[Pointing dataset excerpts]
────

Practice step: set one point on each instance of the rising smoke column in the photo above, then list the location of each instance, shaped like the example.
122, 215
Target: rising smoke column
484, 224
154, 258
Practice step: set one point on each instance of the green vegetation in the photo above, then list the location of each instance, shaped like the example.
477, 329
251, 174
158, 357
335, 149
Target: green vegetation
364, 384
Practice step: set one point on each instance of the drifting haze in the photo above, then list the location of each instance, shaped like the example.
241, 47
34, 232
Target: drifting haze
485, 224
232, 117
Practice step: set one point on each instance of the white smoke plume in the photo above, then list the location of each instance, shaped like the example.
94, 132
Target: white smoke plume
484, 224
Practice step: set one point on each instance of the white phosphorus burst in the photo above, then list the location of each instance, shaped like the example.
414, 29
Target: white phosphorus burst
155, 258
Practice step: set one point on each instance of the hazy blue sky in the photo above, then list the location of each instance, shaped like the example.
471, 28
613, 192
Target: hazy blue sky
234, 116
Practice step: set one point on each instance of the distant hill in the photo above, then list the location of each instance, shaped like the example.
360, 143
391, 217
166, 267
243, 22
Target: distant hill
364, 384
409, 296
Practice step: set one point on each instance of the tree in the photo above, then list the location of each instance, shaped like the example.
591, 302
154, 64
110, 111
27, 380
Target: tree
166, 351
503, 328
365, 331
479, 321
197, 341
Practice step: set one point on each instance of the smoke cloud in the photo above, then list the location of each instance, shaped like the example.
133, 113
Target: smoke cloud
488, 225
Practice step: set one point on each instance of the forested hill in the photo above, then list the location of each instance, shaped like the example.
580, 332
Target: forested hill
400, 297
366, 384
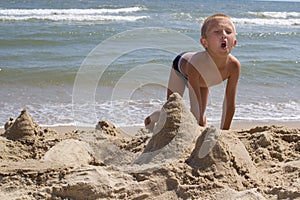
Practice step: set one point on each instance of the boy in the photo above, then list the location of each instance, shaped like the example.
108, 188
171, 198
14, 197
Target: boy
201, 70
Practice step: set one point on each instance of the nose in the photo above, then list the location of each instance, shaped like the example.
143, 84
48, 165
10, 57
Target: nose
223, 34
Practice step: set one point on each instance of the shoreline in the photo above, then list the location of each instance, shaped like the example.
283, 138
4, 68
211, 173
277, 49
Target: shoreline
131, 130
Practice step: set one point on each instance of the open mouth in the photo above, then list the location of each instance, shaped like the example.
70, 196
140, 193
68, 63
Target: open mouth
224, 45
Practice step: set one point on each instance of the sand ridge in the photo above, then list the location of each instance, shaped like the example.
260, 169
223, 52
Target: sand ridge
179, 161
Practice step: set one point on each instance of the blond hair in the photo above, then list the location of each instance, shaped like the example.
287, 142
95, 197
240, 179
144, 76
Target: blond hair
208, 21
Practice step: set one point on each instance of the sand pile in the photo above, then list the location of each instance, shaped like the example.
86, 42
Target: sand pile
179, 160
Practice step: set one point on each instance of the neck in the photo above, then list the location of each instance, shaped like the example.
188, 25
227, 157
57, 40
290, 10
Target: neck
220, 61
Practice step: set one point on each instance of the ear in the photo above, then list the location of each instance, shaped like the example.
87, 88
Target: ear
203, 42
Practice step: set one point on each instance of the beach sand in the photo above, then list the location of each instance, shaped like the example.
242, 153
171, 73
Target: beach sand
179, 160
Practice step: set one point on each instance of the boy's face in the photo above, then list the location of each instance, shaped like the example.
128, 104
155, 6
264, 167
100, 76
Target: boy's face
220, 37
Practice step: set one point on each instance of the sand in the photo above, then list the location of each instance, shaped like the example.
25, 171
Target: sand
179, 160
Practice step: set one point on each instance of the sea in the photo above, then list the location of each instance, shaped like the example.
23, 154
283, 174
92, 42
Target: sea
76, 62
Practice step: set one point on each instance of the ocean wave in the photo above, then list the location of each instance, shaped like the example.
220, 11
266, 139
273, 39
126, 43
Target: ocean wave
71, 14
276, 15
260, 21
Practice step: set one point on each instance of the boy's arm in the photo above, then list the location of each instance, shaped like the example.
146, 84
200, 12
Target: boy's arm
230, 96
198, 95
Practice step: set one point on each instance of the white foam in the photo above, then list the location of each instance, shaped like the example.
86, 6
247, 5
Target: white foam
71, 14
261, 21
277, 15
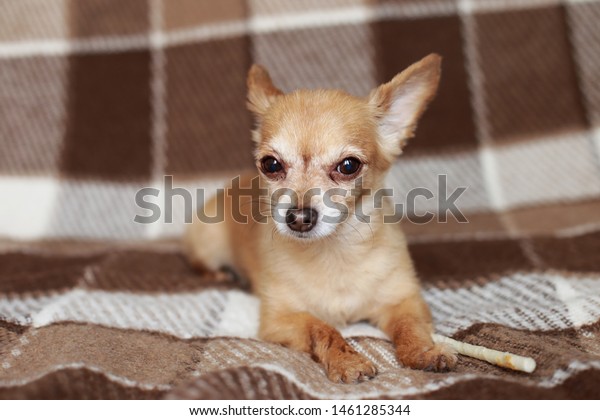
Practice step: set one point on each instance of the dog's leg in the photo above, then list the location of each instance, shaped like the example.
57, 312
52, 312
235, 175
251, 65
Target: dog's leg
409, 326
302, 331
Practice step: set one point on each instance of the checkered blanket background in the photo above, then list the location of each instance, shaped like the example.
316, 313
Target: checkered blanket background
99, 98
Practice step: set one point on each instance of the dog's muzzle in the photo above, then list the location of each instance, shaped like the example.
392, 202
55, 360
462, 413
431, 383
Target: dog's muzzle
301, 220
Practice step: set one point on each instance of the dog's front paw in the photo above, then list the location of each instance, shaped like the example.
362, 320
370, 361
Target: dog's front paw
439, 358
349, 368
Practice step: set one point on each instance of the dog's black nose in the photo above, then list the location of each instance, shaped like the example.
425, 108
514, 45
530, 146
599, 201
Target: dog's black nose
301, 220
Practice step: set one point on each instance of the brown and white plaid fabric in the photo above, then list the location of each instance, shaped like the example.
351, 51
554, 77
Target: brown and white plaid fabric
99, 98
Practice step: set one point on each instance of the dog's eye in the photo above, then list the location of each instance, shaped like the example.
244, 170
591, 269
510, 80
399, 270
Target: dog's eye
348, 166
271, 165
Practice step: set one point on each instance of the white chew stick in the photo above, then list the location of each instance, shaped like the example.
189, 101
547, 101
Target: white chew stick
499, 358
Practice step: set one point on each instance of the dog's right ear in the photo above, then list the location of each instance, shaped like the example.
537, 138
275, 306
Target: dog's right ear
261, 91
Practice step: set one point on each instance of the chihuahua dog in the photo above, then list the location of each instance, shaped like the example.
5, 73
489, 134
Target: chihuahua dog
313, 258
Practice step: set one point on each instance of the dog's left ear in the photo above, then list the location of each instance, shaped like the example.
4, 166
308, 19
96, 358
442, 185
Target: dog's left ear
261, 90
400, 103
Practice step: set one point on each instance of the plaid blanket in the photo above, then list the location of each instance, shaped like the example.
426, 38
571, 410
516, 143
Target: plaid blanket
100, 98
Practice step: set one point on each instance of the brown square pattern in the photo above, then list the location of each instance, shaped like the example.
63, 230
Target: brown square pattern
189, 13
528, 74
208, 124
108, 131
467, 260
448, 123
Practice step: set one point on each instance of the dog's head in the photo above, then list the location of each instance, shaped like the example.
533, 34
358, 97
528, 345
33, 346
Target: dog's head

────

Task to complete: Return every line from the one holding "the dog's left" through the end of the data, exactly as it appears, with both ends kept and nothing else.

Exercise output:
Practice step: set one point on each instance of the dog's left ear in the photo above, then list the location of each instance, shaped like the example.
4, 166
308, 19
96, 358
442, 185
Target: dog's left ear
261, 90
400, 103
Practice step: set one point on each instance of the plaid blanket in the photo above, then list the location of each instance, shaped like the example.
426, 38
571, 410
516, 143
Target: plaid blanket
100, 98
Practice step: set one point on each instance of the brown square pattern in the photo above, then list the location of each instance, shaped like the example.
63, 230
Target: brown square pattern
189, 13
528, 74
208, 124
108, 131
467, 260
448, 123
Practice step: set one point on each instance of the dog's head in the photo above, then list the location of each instance, shaped like the example.
533, 34
358, 97
528, 345
33, 346
Target: dog's head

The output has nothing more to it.